= WORK TO BE COMPLETED =
Arrange the data below as a Markdown table with the columns Row and Text, giving each nonblank line its own numbered row. Leave out the pictures.

= GIVEN RECORDS =

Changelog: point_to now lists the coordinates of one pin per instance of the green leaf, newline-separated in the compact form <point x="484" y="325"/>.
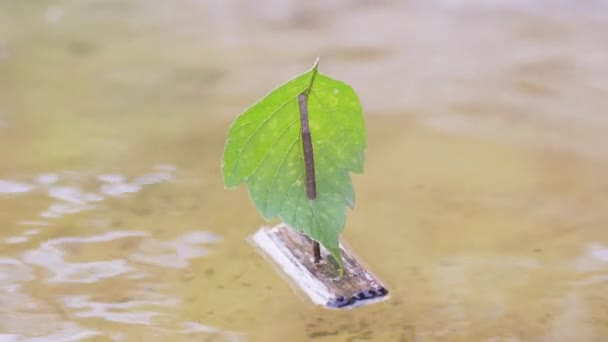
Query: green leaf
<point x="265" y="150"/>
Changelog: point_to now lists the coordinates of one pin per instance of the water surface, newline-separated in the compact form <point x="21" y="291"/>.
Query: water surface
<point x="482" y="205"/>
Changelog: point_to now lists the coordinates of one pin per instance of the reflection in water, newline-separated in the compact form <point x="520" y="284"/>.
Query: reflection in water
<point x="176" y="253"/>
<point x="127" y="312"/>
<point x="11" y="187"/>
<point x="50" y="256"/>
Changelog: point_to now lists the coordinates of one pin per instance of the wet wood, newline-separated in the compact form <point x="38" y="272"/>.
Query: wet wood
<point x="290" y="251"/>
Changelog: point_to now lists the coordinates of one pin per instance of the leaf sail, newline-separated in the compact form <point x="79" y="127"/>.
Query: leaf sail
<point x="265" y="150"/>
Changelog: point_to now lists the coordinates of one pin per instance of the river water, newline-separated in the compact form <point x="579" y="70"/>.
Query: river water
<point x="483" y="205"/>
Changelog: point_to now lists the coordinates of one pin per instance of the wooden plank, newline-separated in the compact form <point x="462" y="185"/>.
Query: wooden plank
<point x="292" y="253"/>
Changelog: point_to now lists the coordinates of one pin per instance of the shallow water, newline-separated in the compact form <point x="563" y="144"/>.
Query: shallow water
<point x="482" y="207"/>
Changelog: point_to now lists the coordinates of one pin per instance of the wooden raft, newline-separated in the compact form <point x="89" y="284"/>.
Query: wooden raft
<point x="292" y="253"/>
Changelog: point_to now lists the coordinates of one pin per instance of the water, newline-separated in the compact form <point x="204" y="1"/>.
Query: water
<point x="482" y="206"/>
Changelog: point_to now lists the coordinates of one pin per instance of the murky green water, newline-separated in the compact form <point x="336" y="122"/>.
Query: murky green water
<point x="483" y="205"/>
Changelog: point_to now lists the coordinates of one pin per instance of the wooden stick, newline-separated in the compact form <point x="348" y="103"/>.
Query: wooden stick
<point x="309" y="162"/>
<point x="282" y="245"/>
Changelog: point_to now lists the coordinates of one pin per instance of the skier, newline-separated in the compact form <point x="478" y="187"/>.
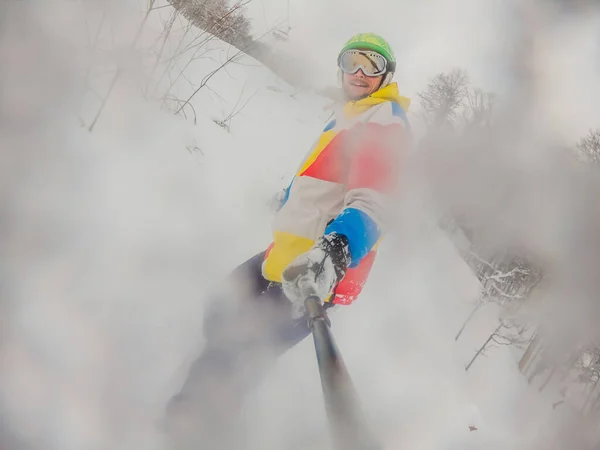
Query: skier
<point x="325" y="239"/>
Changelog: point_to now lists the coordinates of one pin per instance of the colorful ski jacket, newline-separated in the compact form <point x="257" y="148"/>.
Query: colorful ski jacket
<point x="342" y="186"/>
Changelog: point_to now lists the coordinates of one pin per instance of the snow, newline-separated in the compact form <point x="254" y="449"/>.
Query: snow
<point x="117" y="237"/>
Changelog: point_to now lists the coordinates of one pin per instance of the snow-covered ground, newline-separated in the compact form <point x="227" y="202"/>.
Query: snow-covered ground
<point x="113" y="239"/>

= TASK RESULT =
| Row | Text |
|---|---|
| 1 | Changelog: point_to now lists the coordinates of one pin per instance of the green leaf, newline-separated in the compact form <point x="484" y="325"/>. |
| 2 | Query: green leaf |
| 3 | <point x="265" y="150"/> |
| 4 | Changelog: point_to now lists the coordinates of one pin per instance of the water surface, newline-separated in the compact form <point x="21" y="291"/>. |
| 5 | Query: water surface |
| 6 | <point x="482" y="205"/> |
| 7 | Changelog: point_to now lists the coordinates of one pin per instance of the reflection in water, newline-separated in the compact form <point x="520" y="284"/>. |
| 8 | Query: reflection in water |
| 9 | <point x="176" y="253"/> |
| 10 | <point x="127" y="312"/> |
| 11 | <point x="11" y="187"/> |
| 12 | <point x="50" y="256"/> |
| 13 | Changelog: point_to now lists the coordinates of one pin per instance of the wet wood, newline-separated in the compact form <point x="38" y="272"/>. |
| 14 | Query: wet wood |
| 15 | <point x="290" y="251"/> |
| 16 | Changelog: point_to now lists the coordinates of one pin per instance of the leaf sail, newline-separated in the compact form <point x="79" y="127"/>. |
| 17 | Query: leaf sail |
| 18 | <point x="265" y="150"/> |
| 19 | Changelog: point_to now lists the coordinates of one pin per instance of the river water, newline-separated in the compact form <point x="579" y="70"/>. |
| 20 | Query: river water |
| 21 | <point x="483" y="205"/> |
| 22 | Changelog: point_to now lists the coordinates of one pin per instance of the wooden plank, newline-separated in the compact form <point x="462" y="185"/>. |
| 23 | Query: wooden plank |
| 24 | <point x="292" y="253"/> |
| 25 | Changelog: point_to now lists the coordinates of one pin per instance of the shallow water, newline-separated in the compact form <point x="563" y="144"/>. |
| 26 | Query: shallow water |
| 27 | <point x="482" y="207"/> |
| 28 | Changelog: point_to now lists the coordinates of one pin per instance of the wooden raft, newline-separated in the compact form <point x="89" y="284"/>. |
| 29 | Query: wooden raft |
| 30 | <point x="292" y="253"/> |
| 31 | Changelog: point_to now lists the coordinates of one pin per instance of the water, newline-separated in the compact form <point x="204" y="1"/>. |
| 32 | Query: water |
| 33 | <point x="482" y="206"/> |
| 34 | Changelog: point_to now lists the coordinates of one pin per instance of the murky green water, newline-separated in the compact form <point x="336" y="122"/>. |
| 35 | Query: murky green water |
| 36 | <point x="483" y="205"/> |
| 37 | Changelog: point_to now lists the coordinates of one pin per instance of the wooden stick, newline-separated in the compact form <point x="348" y="103"/>. |
| 38 | Query: wooden stick |
| 39 | <point x="309" y="162"/> |
| 40 | <point x="282" y="245"/> |
| 41 | Changelog: point_to now lists the coordinates of one pin per instance of the skier, newline-separated in the compact form <point x="478" y="187"/>. |
| 42 | Query: skier |
| 43 | <point x="325" y="239"/> |
| 44 | Changelog: point_to now lists the coordinates of one pin per instance of the colorful ski jacket, newline-separated in the compact form <point x="257" y="148"/>. |
| 45 | Query: colorful ski jacket |
| 46 | <point x="342" y="186"/> |
| 47 | Changelog: point_to now lists the coordinates of one pin per instance of the snow, newline-separated in the compact form <point x="254" y="449"/>. |
| 48 | Query: snow |
| 49 | <point x="117" y="237"/> |
| 50 | Changelog: point_to now lists the coordinates of one pin per instance of the snow-covered ground, newline-separated in the compact form <point x="227" y="202"/>. |
| 51 | Query: snow-covered ground |
| 52 | <point x="113" y="239"/> |